How to complete this task
Pictures stay out; please output the remaining data exactly.

Stored data entries
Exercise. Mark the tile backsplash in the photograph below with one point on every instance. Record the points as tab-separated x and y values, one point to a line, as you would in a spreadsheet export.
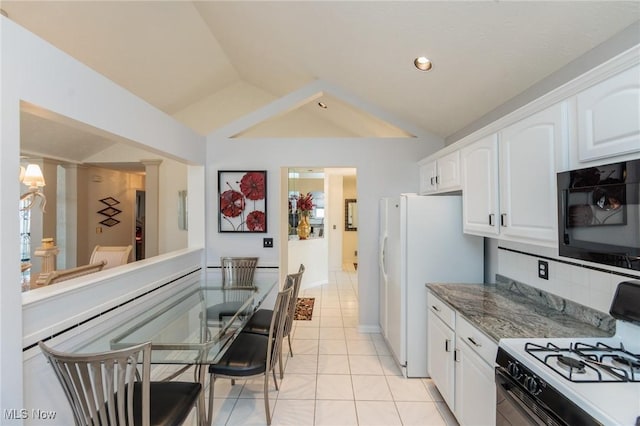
588	286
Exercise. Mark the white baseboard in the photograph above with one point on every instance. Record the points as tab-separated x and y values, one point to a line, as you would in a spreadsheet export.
369	329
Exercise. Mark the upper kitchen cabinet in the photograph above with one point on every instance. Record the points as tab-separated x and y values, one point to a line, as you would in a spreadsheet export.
608	118
531	151
441	174
480	187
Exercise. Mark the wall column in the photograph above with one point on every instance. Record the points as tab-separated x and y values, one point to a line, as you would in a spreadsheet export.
152	207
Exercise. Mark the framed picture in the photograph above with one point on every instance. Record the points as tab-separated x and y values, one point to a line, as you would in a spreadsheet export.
242	201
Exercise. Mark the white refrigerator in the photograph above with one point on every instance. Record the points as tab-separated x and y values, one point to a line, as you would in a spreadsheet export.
421	241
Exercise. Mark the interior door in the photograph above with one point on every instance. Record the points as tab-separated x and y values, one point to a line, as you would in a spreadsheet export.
394	290
382	264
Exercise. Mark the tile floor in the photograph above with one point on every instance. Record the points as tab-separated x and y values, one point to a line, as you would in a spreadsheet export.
337	375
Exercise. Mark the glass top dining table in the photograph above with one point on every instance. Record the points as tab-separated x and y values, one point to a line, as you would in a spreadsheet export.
189	327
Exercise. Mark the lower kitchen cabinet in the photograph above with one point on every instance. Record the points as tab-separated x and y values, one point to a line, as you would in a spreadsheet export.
461	363
441	341
475	394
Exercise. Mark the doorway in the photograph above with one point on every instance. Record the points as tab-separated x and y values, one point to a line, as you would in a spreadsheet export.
140	224
333	247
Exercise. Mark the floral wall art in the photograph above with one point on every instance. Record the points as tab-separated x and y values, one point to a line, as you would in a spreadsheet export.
242	197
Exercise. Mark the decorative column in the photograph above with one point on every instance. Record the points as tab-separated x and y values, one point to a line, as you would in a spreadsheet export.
152	207
47	252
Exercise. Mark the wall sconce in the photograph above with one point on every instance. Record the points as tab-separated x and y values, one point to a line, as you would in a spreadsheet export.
33	178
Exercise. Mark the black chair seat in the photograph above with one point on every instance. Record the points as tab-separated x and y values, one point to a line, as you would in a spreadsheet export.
171	402
225	309
259	322
246	356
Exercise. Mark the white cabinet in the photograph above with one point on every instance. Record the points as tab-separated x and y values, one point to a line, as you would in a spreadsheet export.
461	364
475	357
530	153
509	179
440	346
475	394
608	117
480	187
441	174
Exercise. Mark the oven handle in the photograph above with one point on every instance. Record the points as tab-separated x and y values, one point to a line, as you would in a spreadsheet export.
538	416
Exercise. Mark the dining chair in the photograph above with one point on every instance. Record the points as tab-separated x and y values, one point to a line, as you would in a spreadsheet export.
112	255
237	280
251	355
102	388
260	320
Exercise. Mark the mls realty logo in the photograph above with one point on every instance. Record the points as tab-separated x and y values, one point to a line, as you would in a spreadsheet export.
23	414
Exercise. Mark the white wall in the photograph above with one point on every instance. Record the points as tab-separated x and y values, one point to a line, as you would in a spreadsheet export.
385	167
584	285
34	71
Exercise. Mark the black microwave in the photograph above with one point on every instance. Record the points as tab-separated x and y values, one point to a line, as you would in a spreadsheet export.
599	214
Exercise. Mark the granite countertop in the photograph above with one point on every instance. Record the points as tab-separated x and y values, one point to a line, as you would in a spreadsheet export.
509	309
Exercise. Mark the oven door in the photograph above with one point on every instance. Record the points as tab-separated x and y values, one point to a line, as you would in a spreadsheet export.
514	406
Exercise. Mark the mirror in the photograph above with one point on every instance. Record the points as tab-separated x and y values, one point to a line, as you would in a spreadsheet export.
98	191
350	214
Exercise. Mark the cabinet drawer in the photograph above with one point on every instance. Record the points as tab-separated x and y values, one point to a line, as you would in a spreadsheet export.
442	310
477	340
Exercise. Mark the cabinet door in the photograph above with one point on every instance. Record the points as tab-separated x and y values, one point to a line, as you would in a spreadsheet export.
530	153
480	187
440	345
448	169
428	174
609	117
475	389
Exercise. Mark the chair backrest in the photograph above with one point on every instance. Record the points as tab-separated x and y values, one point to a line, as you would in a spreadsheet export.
278	319
238	271
112	255
291	310
99	386
66	274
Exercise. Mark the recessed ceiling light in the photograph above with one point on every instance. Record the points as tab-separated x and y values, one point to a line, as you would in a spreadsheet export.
423	63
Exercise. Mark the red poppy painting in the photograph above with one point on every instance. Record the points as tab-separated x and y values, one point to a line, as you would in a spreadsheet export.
242	198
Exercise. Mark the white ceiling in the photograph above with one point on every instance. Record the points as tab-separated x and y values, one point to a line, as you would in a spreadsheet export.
176	53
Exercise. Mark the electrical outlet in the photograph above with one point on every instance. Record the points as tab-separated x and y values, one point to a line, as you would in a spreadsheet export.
543	269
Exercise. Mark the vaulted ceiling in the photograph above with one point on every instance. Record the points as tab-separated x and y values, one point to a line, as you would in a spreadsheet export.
173	54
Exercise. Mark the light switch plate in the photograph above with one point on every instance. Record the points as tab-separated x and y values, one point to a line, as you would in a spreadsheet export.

Response to this exercise
Exercise. Mark the tile backsplash in the photograph below with one point on every instance. Record the points as tab-separated x and y values, one point to a line, as you would in a spreadsheet export.
588	286
Exercise. Mark the white baseboard in the photograph above with one point on every instance. Record the points as tab-separated x and y values, one point to a line, as you would in a spreadsheet export.
369	329
Exercise. Mark the upper kitchen cabinet in the photograph above with one point on every instance. Record the points as tab-separated x and y values, one point to a line, as you would in a spreadsheet export.
608	118
531	151
441	174
480	187
Exercise. Mark the wall column in the photograph above with one point on every instance. Record the points as tab-separated x and y values, one point to a line, as you would in a spreadsheet export.
152	207
Exercise. Mark the framed picture in the photograph above with one point on every instance. Record the points as tab-separated x and y values, one point to a line, as you would in a spreadsheet export.
242	201
Exercise. Mark the white refrigerator in the photograph above with one point on every instance. Record the points as tab-separated x and y values, one point to a line, as you would in a spreadsheet export.
421	241
Exercise. Mark the interior door in the photograph above with one point on every instance. Record the points as tab-separated x and y values, one point to a line, as you would in a spreadsheet export.
394	290
382	264
Exercise. Mark the tile floor in the photograph above with one point on every instance. Record the points as tab-separated x and y values, one point to a line, as you would in a spreadsheet export.
337	375
Exercise. Mark the glass top dining table in the photograph above with one point on every instance. Record the points as tab-separated x and y values, one point to a line, as you would in a spreadsheet export.
189	327
Exercise. Mark the lower kitchen cabinet in the photograph above with one point on every instance. Record the points as tab-separated x and y values, one point to a line, as you would in a spreadsheet export.
461	363
441	341
475	394
Exercise. Mark the doorway in the photograph above with one point on every instance. Record the points as tab-separated x and y values, one point to a line, as you would in a spreadsheet export.
140	224
333	247
Exercise. Mark the floral wall art in the photograph above with one point on every instance. Record the points as tab-separated x and y values, one point to a line, as you would in a spreadsheet export.
242	197
Exercise. Mark the decorative column in the photograph above with one point on every instance. Record the points as tab-separated x and y values, one point to a line, as you would in a spreadsheet export.
152	207
47	252
Exercise. Mark the wall sconce in the photograph above with one point on every instance. Record the points as tab-separated x and y values, one point to a line, as you would in a spreadsheet export.
33	178
Exercise. Mark the black chair seat in the photograph above with one point on every instance. Record the points as tab-separated x and y values, one point to a line, as you would in a spreadsheet export.
171	402
225	309
259	322
246	356
Exercise. Mark the white cabinet in the photograph above with one point on every instance. Record the points as tab-separated x and y values, one point to a line, as you would in a spreadsheet export.
461	364
475	357
530	153
509	179
440	346
475	394
608	117
480	187
441	174
Exercise. Mark the oven handle in the photograph above with one point on every instance. Record the points as tab-separated x and y values, one point to a line, as you would in a spreadsheet export.
538	416
Exercise. Mark the dining chair in the photograph above with one point on every instance. Record the points as tab-separated x and y values, one point to a line, as you would in a spreadsheet export.
112	255
237	280
251	355
102	388
260	320
Exercise. Mark the mls realty logo in the photograph above with one point on every instance. Record the points as tab-separated x and y values, one point to a line, as you would in a spreadsheet export.
23	414
Exercise. Mark the white wall in the photograph above with one point on every instance. Record the points as tab-separated x and y values, one point to a line, as you would in a spreadsheet export.
385	167
584	285
34	71
Exercise. Mark the black microwave in the photograph above with one point on every instance. Record the points as tab-separated x and y values, one point to a line, as you would in a spreadsheet export.
599	214
Exercise. Mark the granite countertop in the photograph above with one point on every instance. Record the points as tab-separated x and y values, one point to a line, as you would in a spreadsheet export.
509	309
Exercise. Mark the oven door in the photograph above with one point on every instance. Record the points as tab-separated x and y values, one point to a line, as you would in a spreadsheet export.
514	406
Exercise. Mark the mirror in the photograph above with one point on every instance. Record the points as tab-separated x and y values, one point to a line, as you would in a spreadsheet export.
98	191
350	214
Exercise. Mark the cabinet drawer in the photograph above with one point on every instance. Record the points as tab-separated x and y values, one point to a line, as you would in a spreadsheet export.
442	310
477	340
Exercise. Mark the cabinet door in the photograph above with one point on every instance. Record the points as tab-separated x and y values, one point to a line, as you would in a spreadsheet export.
530	153
480	187
440	345
448	169
428	174
609	117
475	389
Exercise. Mark the chair backrest in the photograph above with one point on every instance. Record the points as tab-separated x and y values, one point to a line, as you would in a spreadsheet export.
278	319
238	271
112	255
291	310
99	386
66	274
Exercise. Mark the recessed ceiling light in the photograph above with one point on every instance. Record the points as tab-separated x and y values, one point to a line, as you would in a spreadsheet export.
423	63
Exercise. Mark the red poppy painting in the photograph above with one point on every instance. Record the points as tab-separated x and y values, one point to a line, as you would in a spreadsheet export.
242	198
Exercise. Mark the white ceiling in the photograph above with one point on every instance. Record the points as tab-separated x and y values, one point to a line, as you would in a spreadsheet export.
176	53
Exercise. Mark the electrical outlet in the photograph above with one point on every instance. Record the points as tab-separated x and y values, one point to a line, as you would in a spreadsheet export.
543	269
Exercise. Mark the vaulted ceiling in the photograph above with one point on every instance. Record the points as tab-separated x and y values, one point to a line, as you would in a spreadsheet export.
173	54
Exercise. Mark the light switch plate in the photograph above with one point on every instance. Record the points as tab-separated x and y values, one point to a line, as you would in a spreadsheet export.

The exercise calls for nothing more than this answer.